- WHAT IS REQUIRED: Write out the listing in full, matching it word for word.

- EXTRACTED INFORMATION:
▬▬▬
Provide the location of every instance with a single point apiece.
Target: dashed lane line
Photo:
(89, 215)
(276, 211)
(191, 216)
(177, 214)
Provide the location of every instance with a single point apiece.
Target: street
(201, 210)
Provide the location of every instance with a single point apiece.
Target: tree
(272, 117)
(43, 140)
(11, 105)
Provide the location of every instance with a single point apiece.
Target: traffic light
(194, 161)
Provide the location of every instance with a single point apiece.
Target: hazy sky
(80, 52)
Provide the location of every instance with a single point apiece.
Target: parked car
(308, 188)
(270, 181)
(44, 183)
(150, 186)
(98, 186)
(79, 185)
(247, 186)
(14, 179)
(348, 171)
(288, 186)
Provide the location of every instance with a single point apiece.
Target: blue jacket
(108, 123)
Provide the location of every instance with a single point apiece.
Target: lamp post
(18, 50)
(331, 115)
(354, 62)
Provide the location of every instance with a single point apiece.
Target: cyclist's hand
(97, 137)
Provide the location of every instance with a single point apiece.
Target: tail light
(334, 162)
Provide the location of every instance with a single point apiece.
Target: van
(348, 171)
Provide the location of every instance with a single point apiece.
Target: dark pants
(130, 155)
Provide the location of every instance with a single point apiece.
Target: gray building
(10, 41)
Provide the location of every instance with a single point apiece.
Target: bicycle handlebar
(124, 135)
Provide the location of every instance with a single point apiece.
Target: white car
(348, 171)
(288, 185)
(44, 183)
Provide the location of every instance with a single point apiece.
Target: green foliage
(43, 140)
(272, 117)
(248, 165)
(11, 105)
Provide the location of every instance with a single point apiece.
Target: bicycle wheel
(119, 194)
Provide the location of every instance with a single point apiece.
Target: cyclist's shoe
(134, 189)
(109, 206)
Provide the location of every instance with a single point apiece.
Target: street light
▬▬▬
- RESPONSE TO THIS EXERCISE:
Provide the location of every instance with a single point apiece.
Target: dashed lane line
Photo:
(89, 215)
(276, 211)
(191, 216)
(177, 214)
Provide the location of every instance with a single point apiece.
Target: street
(201, 210)
Provide the location of every instance with a single point apiece.
Target: tree
(272, 117)
(43, 140)
(11, 105)
Provide the location of every instance with a single point apiece.
Target: traffic light
(194, 161)
Provide the location of every instance with a single point apiece.
Target: hazy sky
(80, 52)
Provide the location of every instance with a single point apiece.
Target: parked car
(308, 188)
(270, 181)
(44, 183)
(150, 186)
(98, 186)
(79, 185)
(247, 186)
(14, 179)
(348, 171)
(288, 186)
Provide the location of every instance with a single point apiece.
Target: blue jacket
(108, 123)
Provide the location of every instance with a single point apiece.
Target: lamp post
(18, 50)
(331, 115)
(354, 62)
Provide the location of every instance with a single point apiece.
Target: cyclist's hand
(97, 137)
Provide the location of every instance with a single point apiece.
Target: tail light
(334, 162)
Provide the location of every instance with a single point apiece.
Target: van
(348, 171)
Provide the location of every instance with a single point apiece.
Target: dark pants
(130, 155)
Provide the location of every instance with a single point apiece.
Target: gray building
(10, 41)
Provide the location of every instance with a single point apiece.
Target: bicycle handlebar
(124, 135)
Provide the location of every instance with a single point apiece.
Target: white car
(348, 171)
(288, 185)
(44, 183)
Provide the location of every instance with a single point apiece.
Target: green foliage
(43, 140)
(272, 117)
(248, 165)
(11, 105)
Provide the location of every instance with a single point apiece.
Target: bicycle wheel
(119, 194)
Provide the location of every instance with a single point apiece.
Target: cyclist's shoe
(134, 189)
(109, 206)
Provide the location of every instance with a single point apiece.
Target: street light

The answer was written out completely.